--- GIVEN REQUEST ---
Write the material out again exactly as it stands.

------ RECORDS FOR THIS TASK ------

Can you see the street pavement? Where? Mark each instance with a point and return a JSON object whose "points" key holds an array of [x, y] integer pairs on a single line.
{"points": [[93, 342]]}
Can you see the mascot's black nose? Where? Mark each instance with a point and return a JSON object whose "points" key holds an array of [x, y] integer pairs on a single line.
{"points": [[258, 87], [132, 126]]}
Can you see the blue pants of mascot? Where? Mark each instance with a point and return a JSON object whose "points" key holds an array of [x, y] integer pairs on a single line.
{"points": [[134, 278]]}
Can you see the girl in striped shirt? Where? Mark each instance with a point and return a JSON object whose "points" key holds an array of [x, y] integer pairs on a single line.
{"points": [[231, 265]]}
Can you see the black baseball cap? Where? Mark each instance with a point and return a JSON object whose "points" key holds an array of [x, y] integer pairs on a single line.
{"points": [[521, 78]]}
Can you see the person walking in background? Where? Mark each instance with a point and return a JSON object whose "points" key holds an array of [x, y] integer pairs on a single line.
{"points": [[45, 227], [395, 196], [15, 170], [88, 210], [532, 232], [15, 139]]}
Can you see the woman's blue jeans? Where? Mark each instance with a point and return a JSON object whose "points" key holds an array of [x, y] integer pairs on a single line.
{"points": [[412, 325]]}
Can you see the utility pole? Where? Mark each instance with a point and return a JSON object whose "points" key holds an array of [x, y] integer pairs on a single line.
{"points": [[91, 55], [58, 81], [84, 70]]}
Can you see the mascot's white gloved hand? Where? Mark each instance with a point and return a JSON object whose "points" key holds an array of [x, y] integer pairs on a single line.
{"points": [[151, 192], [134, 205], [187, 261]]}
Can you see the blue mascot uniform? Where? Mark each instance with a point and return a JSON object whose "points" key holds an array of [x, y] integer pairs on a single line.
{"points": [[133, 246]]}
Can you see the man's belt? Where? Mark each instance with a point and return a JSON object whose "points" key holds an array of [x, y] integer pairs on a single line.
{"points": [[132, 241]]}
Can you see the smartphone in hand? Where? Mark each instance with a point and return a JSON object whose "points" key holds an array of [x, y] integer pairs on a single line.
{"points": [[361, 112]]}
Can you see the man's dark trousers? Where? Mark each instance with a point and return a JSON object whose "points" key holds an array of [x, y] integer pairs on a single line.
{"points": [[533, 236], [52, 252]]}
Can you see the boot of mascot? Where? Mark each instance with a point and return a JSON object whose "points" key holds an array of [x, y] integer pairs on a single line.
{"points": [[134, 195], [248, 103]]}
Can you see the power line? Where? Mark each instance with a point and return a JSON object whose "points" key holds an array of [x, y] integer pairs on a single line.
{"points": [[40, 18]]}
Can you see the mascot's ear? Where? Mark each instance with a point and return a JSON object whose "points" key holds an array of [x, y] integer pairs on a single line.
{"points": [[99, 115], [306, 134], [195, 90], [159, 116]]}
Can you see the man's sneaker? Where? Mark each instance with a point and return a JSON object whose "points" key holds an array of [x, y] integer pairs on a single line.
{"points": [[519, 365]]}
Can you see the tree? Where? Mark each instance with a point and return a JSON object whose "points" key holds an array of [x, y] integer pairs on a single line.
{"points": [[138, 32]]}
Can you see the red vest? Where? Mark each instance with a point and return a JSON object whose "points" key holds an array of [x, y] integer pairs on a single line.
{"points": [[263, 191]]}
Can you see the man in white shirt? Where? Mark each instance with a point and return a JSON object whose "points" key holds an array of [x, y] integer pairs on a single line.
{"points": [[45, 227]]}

------

--- WRITTEN ANSWER ---
Can you see the street pavement? Where? Mark each instance with a point and return a JSON object whose "points" key holds an array of [x, y] integer pairs on a single line.
{"points": [[93, 342]]}
Can you see the mascot's black nose? Where? Mark each instance with a point and return a JSON object whose "points" key holds an array of [x, y] integer pairs on a single line.
{"points": [[258, 87], [132, 126]]}
Can you see the blue pants of mascot? Where? Mark each instance with a point and return a JSON object whose "points" key holds an array of [x, y] integer pairs on a single line.
{"points": [[134, 278]]}
Can you see the girl in striped shirt? Where? Mark each instance with a point and return a JSON object whose "points" key holds an array of [x, y] integer pairs on a single line.
{"points": [[231, 265]]}
Can you see the black baseball cap? Where? Mark each instance with a point and return a JSON object whose "points" key holds an array of [x, y] integer pairs on a single line.
{"points": [[521, 78]]}
Can you see the person walking in background? Where? Mark each instance with a point and return a JSON object whose "points" key holds an array of [x, y] integer pairs on a single line.
{"points": [[45, 227], [395, 196], [15, 170], [88, 210], [532, 232], [15, 139]]}
Can you see the woman's blue jeans? Where? Mark each instance with a point and return a JSON object whose "points" key holds an array of [x, y] integer pairs on a single line.
{"points": [[412, 325]]}
Can you see the utility pole? Where? Mark each instance with a point and return a JSON object whose "points" key holds an array of [x, y] integer pairs on a single line.
{"points": [[91, 55], [58, 81], [84, 70]]}
Can you see the mascot's white gloved hand? Where? Mark each instance with a point and return a JSON object whose "points" key holds an array of [x, y] integer pairs on a single line.
{"points": [[151, 192], [134, 205], [187, 261]]}
Can you see the blue mascot uniform? Where? Mark each instance with a point and return a JSON object whose "points" key holds an array of [x, y] integer pairs on a single line.
{"points": [[133, 246]]}
Can you see the man's belt? Where? Mark each instance with a point and return a JSON object whose "points" key holds an array of [x, y] integer pairs on a single line.
{"points": [[132, 241]]}
Can you see the smartphone in hand? Where? Mark each instance with a point and return a JSON object whose "points" key holds an array of [x, y] integer pairs on a single line.
{"points": [[361, 112]]}
Can you see the man's dark trousers? Where? Mark each instance with a point and return a JSON object whose "points" key holds an array of [x, y] integer pairs on a single line.
{"points": [[533, 236], [52, 252]]}
Can you see the boot of mascot? Where? Mark each instance with a point and return a JSON object whose "points" key holds an array of [x, y] integer pairs on a single line.
{"points": [[134, 195], [248, 103]]}
Can you see the power line? Where? Mark each instance with a point and return a JSON object whose "points" key holds an array of [x, y] integer pairs on a single line.
{"points": [[40, 18]]}
Can you see the mascot's ear? Where? Mark each instance with a point and return a JSON object whose "points" key holds an array of [x, y] integer pairs on a single line.
{"points": [[99, 115], [306, 134], [195, 90], [159, 116]]}
Can you see the man's sneaker? Where? Mark each instance with a point and return a JSON object whose "points" key holds an array of [x, y] integer pairs on a single line.
{"points": [[519, 365]]}
Can you see the tree? Where? Mark each instance with a point and return a JSON object whose "points" key holds an array of [x, y] integer pairs on a single line.
{"points": [[138, 32]]}
Can you see the red vest? Where? Mark each instance with a point and return a JSON object whose "points" key holds an array of [x, y] integer pairs on a single line.
{"points": [[263, 191]]}
Can you see the man in white shirt? Where? Mark each instance with a point and return a JSON object whose "points" key holds an array of [x, y] integer pairs on a single line.
{"points": [[45, 227]]}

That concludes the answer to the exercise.